[[ Material shown, beginning ]]
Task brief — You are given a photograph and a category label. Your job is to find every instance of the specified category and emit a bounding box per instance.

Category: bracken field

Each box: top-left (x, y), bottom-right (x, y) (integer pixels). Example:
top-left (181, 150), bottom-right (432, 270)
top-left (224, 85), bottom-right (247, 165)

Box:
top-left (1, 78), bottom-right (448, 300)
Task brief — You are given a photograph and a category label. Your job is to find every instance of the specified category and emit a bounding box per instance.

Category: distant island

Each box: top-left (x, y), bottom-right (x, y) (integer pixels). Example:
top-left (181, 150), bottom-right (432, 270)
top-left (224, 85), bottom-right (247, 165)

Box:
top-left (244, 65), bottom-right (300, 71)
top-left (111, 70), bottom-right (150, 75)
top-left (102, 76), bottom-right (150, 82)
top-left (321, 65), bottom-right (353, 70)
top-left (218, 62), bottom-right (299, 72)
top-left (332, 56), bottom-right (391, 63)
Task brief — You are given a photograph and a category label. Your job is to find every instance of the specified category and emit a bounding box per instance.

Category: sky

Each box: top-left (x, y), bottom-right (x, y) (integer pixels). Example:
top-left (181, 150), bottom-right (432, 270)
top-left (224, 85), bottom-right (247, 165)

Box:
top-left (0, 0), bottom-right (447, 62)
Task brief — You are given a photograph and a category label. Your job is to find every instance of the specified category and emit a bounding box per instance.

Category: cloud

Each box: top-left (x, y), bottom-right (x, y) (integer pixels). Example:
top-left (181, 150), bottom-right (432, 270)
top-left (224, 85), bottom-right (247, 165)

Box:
[[ Material shown, end ]]
Transcribe the listing. Every line must match exactly.

(Output of the exercise)
Task brief — You are given a photograph and a category label. Your job is to find every instance of the specified category and emit a bounding box per instance.

Category: bracken field

Each box: top-left (x, y), bottom-right (x, y) (integer pixels). Example:
top-left (181, 150), bottom-right (432, 270)
top-left (224, 85), bottom-right (247, 165)

Box:
top-left (1, 78), bottom-right (448, 300)
Task brief — You are given a photograph and a category label. Your job is to find every instance of the specified category and emit a bounding box per instance.

Category: distant island

Each box: top-left (x, y), bottom-right (x, y) (integer pixels). Example:
top-left (181, 150), bottom-right (432, 270)
top-left (224, 85), bottom-right (247, 165)

Box:
top-left (244, 65), bottom-right (300, 71)
top-left (111, 70), bottom-right (150, 75)
top-left (102, 76), bottom-right (150, 82)
top-left (321, 65), bottom-right (353, 70)
top-left (218, 62), bottom-right (299, 72)
top-left (332, 56), bottom-right (391, 63)
Task brief — You are given a photograph and a category label. Your job is to find every instance of the specified category and emit a bounding box per instance.

Category: sky

Each box: top-left (x, y), bottom-right (x, y) (integer pixels). Example:
top-left (181, 150), bottom-right (432, 270)
top-left (224, 85), bottom-right (247, 165)

Box:
top-left (0, 0), bottom-right (447, 62)
Task brief — You are given a photograph and a category label. Your job is to find every instance of the specified category and emit a bounding box per instance.

Category: cloud

Each box: top-left (x, y), bottom-right (x, y) (integer pixels). Example:
top-left (181, 150), bottom-right (432, 270)
top-left (224, 85), bottom-right (247, 165)

Box:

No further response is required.